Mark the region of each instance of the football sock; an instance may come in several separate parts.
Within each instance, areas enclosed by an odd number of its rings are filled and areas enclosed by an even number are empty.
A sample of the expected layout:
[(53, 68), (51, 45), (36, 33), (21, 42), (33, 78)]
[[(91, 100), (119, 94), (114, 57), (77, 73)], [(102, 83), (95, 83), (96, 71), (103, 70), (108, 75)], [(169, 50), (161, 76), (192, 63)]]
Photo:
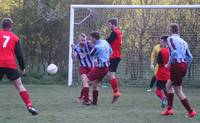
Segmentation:
[(28, 91), (22, 91), (19, 94), (20, 94), (21, 99), (26, 104), (27, 108), (32, 107), (32, 103), (31, 103), (31, 99), (30, 99)]
[(113, 92), (117, 93), (118, 92), (118, 81), (117, 81), (117, 79), (116, 78), (115, 79), (111, 79), (110, 83), (111, 83), (111, 86), (113, 88)]
[(168, 93), (167, 94), (167, 102), (168, 102), (168, 110), (170, 110), (173, 107), (174, 102), (174, 93)]
[(93, 105), (97, 105), (98, 95), (99, 95), (99, 91), (93, 90), (93, 102), (92, 102)]
[(89, 101), (89, 87), (83, 88), (83, 101), (88, 102)]
[(150, 87), (150, 88), (153, 88), (155, 82), (156, 82), (156, 77), (153, 76), (152, 79), (151, 79), (151, 83), (150, 83), (149, 87)]
[(160, 100), (162, 100), (164, 97), (162, 90), (160, 88), (156, 88), (156, 95), (160, 98)]
[(82, 88), (82, 89), (81, 89), (80, 96), (79, 96), (79, 99), (83, 98), (83, 94), (84, 94), (84, 89)]
[(193, 110), (192, 110), (192, 107), (190, 106), (189, 102), (188, 102), (188, 99), (185, 98), (183, 100), (181, 100), (181, 103), (183, 104), (183, 106), (185, 107), (185, 109), (191, 113)]

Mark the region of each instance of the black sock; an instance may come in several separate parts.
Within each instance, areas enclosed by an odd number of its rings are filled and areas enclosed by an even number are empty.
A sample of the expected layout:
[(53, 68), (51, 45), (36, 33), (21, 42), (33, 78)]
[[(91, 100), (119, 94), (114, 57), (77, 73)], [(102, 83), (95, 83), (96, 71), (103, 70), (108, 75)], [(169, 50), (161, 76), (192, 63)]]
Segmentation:
[(151, 79), (151, 83), (150, 83), (149, 87), (150, 87), (150, 88), (153, 88), (155, 82), (156, 82), (156, 77), (153, 76), (152, 79)]

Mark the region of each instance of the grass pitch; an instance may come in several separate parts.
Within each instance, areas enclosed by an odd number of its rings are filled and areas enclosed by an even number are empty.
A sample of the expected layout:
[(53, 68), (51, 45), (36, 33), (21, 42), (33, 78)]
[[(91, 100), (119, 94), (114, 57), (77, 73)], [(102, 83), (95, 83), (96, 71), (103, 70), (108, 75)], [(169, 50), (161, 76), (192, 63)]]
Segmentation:
[[(200, 123), (200, 116), (185, 118), (185, 109), (175, 98), (176, 115), (160, 115), (160, 101), (145, 88), (123, 87), (119, 101), (111, 105), (112, 90), (103, 88), (98, 106), (75, 102), (80, 87), (65, 85), (26, 85), (33, 105), (40, 111), (31, 116), (12, 85), (0, 85), (0, 123)], [(199, 112), (199, 89), (185, 89)]]

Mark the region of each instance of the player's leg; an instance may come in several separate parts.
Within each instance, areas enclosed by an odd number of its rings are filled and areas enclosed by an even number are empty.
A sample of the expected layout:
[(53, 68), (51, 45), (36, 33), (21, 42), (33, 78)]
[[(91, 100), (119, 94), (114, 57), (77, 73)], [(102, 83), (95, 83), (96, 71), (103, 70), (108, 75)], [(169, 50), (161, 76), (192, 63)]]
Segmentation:
[(83, 82), (83, 105), (90, 105), (91, 101), (89, 99), (89, 79), (87, 75), (83, 74), (82, 76), (82, 82)]
[(173, 115), (173, 102), (174, 102), (174, 88), (172, 86), (172, 81), (168, 80), (166, 83), (167, 91), (167, 109), (164, 112), (161, 112), (162, 115)]
[(97, 105), (98, 101), (98, 95), (99, 95), (99, 84), (105, 77), (105, 75), (108, 74), (108, 68), (94, 68), (92, 69), (88, 74), (88, 80), (92, 81), (93, 83), (93, 105)]
[(164, 95), (162, 90), (163, 90), (162, 81), (161, 80), (157, 80), (155, 93), (156, 93), (156, 95), (158, 96), (158, 98), (160, 100), (162, 100), (165, 97), (165, 95)]
[(156, 95), (160, 98), (161, 100), (161, 107), (164, 109), (167, 105), (167, 98), (164, 93), (165, 89), (165, 81), (162, 80), (157, 80), (156, 82)]
[(192, 109), (191, 105), (185, 94), (183, 93), (182, 82), (183, 78), (186, 75), (187, 65), (186, 63), (175, 64), (174, 65), (174, 73), (176, 73), (176, 78), (174, 78), (174, 88), (179, 100), (181, 101), (182, 105), (188, 111), (188, 117), (194, 117), (197, 113)]
[(156, 82), (156, 76), (154, 75), (152, 78), (151, 78), (151, 82), (150, 82), (150, 85), (149, 85), (149, 89), (147, 89), (147, 92), (151, 92), (154, 84)]
[(182, 105), (188, 111), (188, 116), (189, 117), (194, 117), (197, 113), (194, 111), (194, 109), (190, 105), (187, 97), (183, 93), (183, 87), (182, 87), (182, 85), (181, 86), (175, 86), (174, 89), (175, 89), (175, 92), (176, 92), (179, 100), (181, 101)]
[(115, 101), (118, 100), (118, 98), (120, 97), (120, 92), (118, 89), (118, 79), (116, 77), (116, 71), (117, 71), (117, 67), (119, 65), (121, 59), (110, 59), (110, 66), (109, 66), (109, 72), (108, 72), (108, 76), (109, 76), (109, 80), (113, 89), (113, 101), (112, 103), (114, 103)]
[[(84, 80), (84, 77), (86, 76), (86, 74), (81, 74), (80, 77), (81, 77), (81, 80)], [(80, 91), (80, 96), (77, 98), (77, 102), (81, 102), (81, 100), (83, 99), (84, 97), (84, 91), (85, 91), (85, 88), (83, 87), (83, 81), (81, 81), (82, 83), (82, 88), (81, 88), (81, 91)]]
[(21, 78), (19, 77), (18, 71), (15, 69), (5, 69), (5, 74), (9, 80), (14, 82), (14, 85), (15, 85), (16, 89), (18, 90), (21, 99), (26, 104), (28, 111), (32, 115), (37, 115), (38, 111), (32, 107), (30, 95), (28, 93), (28, 90), (22, 84), (22, 81), (21, 81)]
[(99, 90), (100, 90), (100, 82), (95, 81), (93, 83), (93, 101), (92, 101), (93, 105), (97, 105)]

──────────────────────────────

**Written request:**
Print all of the material above line for line with no changes, leaving out the pictures.

**Solution for this exercise:**
Mark the region of each instance of the football sock; an instance may come in several separate parts.
Within each instance, areas enclosed by an odd number of its rings are filled and areas enclosed by an even number are empty.
A sample of the expected layout:
[(53, 68), (51, 45), (36, 33), (21, 42), (33, 78)]
[[(91, 100), (119, 94), (114, 57), (77, 73)], [(102, 83), (95, 83), (96, 71), (103, 70), (108, 75)], [(169, 50), (161, 76), (192, 63)]]
Photo:
Segmentation:
[(28, 91), (22, 91), (19, 94), (20, 94), (21, 99), (26, 104), (27, 108), (32, 107), (32, 103), (31, 103), (31, 99), (30, 99)]
[(113, 92), (117, 93), (118, 92), (118, 81), (117, 81), (117, 79), (116, 78), (115, 79), (111, 79), (110, 83), (111, 83), (111, 86), (113, 88)]
[(168, 93), (167, 94), (167, 102), (168, 102), (168, 110), (170, 110), (173, 107), (174, 102), (174, 93)]
[(93, 105), (97, 105), (98, 95), (99, 95), (99, 91), (93, 90), (93, 102), (92, 102)]
[(89, 101), (89, 87), (83, 88), (83, 101), (88, 102)]
[(150, 87), (150, 88), (153, 88), (155, 82), (156, 82), (156, 77), (153, 76), (152, 79), (151, 79), (151, 83), (150, 83), (149, 87)]
[(160, 100), (162, 100), (164, 97), (162, 90), (160, 88), (156, 88), (156, 95), (160, 98)]
[(82, 88), (82, 89), (81, 89), (80, 96), (79, 96), (79, 99), (83, 98), (83, 94), (84, 94), (84, 89)]
[(193, 110), (192, 110), (192, 107), (190, 106), (189, 102), (188, 102), (188, 99), (185, 98), (183, 100), (181, 100), (181, 103), (183, 104), (183, 106), (185, 107), (185, 109), (191, 113)]

Mark the region of each instance of the black sock; an instance may come in several separate parts.
Within each instance, areas enclosed by an odd number of its rings are filled and areas enclosed by an even number are empty.
A sample of the expected layout:
[(53, 68), (51, 45), (36, 33), (21, 42), (33, 78)]
[[(91, 100), (119, 94), (114, 57), (77, 73)], [(102, 83), (95, 83), (96, 71), (103, 70), (108, 75)], [(169, 50), (161, 76), (192, 63)]]
Segmentation:
[(151, 79), (151, 83), (150, 83), (149, 87), (150, 87), (150, 88), (153, 88), (155, 82), (156, 82), (156, 77), (153, 76), (152, 79)]

Mark the region of each instance of the grass pitch; an instance may come in several separate parts.
Within each instance, areas enclosed by an odd number of its rings are filled and areas enclosed by an even number are empty.
A sample of the expected layout:
[(53, 68), (51, 45), (36, 33), (21, 42), (33, 78)]
[[(91, 100), (119, 94), (114, 57), (77, 73)], [(102, 83), (95, 83), (96, 71), (103, 70), (108, 75)], [(169, 50), (161, 76), (192, 63)]]
Segmentation:
[[(200, 123), (200, 116), (185, 118), (185, 109), (175, 98), (176, 115), (160, 115), (160, 101), (145, 88), (123, 87), (119, 101), (111, 105), (112, 90), (103, 88), (98, 106), (75, 102), (80, 87), (65, 85), (26, 85), (33, 105), (40, 111), (31, 116), (12, 85), (0, 85), (0, 123)], [(199, 112), (199, 89), (185, 89)]]

Mark the region of each instance of the player's leg; an instance may come in several separate parts.
Within each instance, areas enclosed by an odd number of its rings are filled and areas enclosed by an even number are empty.
A sample of the expected layout:
[(53, 68), (51, 45), (36, 33), (21, 42), (33, 78)]
[[(91, 100), (119, 94), (114, 57), (77, 73)], [(102, 83), (95, 83), (96, 71), (103, 70), (108, 75)], [(169, 50), (161, 76), (192, 63)]]
Segmentation:
[(83, 82), (83, 105), (90, 105), (91, 101), (89, 99), (89, 79), (87, 75), (83, 74), (82, 76), (82, 82)]
[(173, 115), (173, 102), (174, 102), (174, 88), (172, 86), (172, 81), (168, 80), (166, 83), (167, 91), (167, 109), (164, 112), (161, 112), (162, 115)]
[(97, 105), (98, 101), (98, 95), (99, 95), (99, 84), (105, 77), (105, 75), (108, 74), (108, 68), (94, 68), (92, 69), (88, 74), (88, 80), (92, 81), (93, 83), (93, 105)]
[(164, 95), (162, 90), (163, 90), (162, 81), (161, 80), (157, 80), (155, 93), (156, 93), (156, 95), (158, 96), (158, 98), (160, 100), (162, 100), (165, 97), (165, 95)]
[(156, 95), (160, 98), (161, 100), (161, 107), (164, 109), (167, 105), (167, 98), (164, 93), (165, 89), (165, 81), (162, 80), (157, 80), (156, 82)]
[(192, 109), (191, 105), (185, 94), (183, 93), (182, 82), (183, 78), (186, 75), (187, 65), (186, 63), (175, 64), (174, 65), (174, 73), (176, 73), (176, 78), (174, 78), (174, 88), (179, 100), (181, 101), (182, 105), (188, 111), (188, 117), (194, 117), (197, 113)]
[(156, 82), (156, 76), (154, 75), (152, 78), (151, 78), (151, 82), (150, 82), (150, 85), (149, 85), (149, 89), (147, 89), (147, 92), (151, 92), (154, 84)]
[(182, 105), (188, 111), (188, 116), (189, 117), (194, 117), (197, 113), (194, 111), (194, 109), (190, 105), (187, 97), (183, 93), (183, 87), (182, 87), (182, 85), (181, 86), (175, 86), (174, 89), (175, 89), (175, 92), (176, 92), (179, 100), (181, 101)]
[(115, 101), (118, 100), (118, 98), (120, 97), (120, 92), (118, 89), (118, 79), (116, 77), (116, 71), (117, 71), (117, 67), (119, 65), (121, 59), (110, 59), (110, 66), (109, 66), (109, 72), (108, 72), (108, 76), (109, 76), (109, 80), (113, 89), (113, 101), (112, 103), (114, 103)]
[[(84, 80), (84, 77), (86, 76), (86, 74), (81, 74), (80, 77), (81, 77), (81, 80)], [(80, 91), (80, 96), (77, 98), (77, 102), (81, 102), (81, 100), (83, 99), (84, 97), (84, 91), (85, 91), (85, 88), (83, 87), (83, 81), (81, 81), (82, 83), (82, 88), (81, 88), (81, 91)]]
[(21, 78), (19, 77), (18, 71), (15, 69), (5, 69), (5, 74), (9, 80), (14, 82), (14, 85), (15, 85), (16, 89), (18, 90), (21, 99), (26, 104), (28, 111), (32, 115), (37, 115), (38, 111), (32, 107), (30, 95), (28, 93), (28, 90), (22, 84), (22, 81), (21, 81)]
[(99, 90), (100, 90), (100, 82), (95, 81), (93, 83), (93, 101), (92, 101), (93, 105), (97, 105)]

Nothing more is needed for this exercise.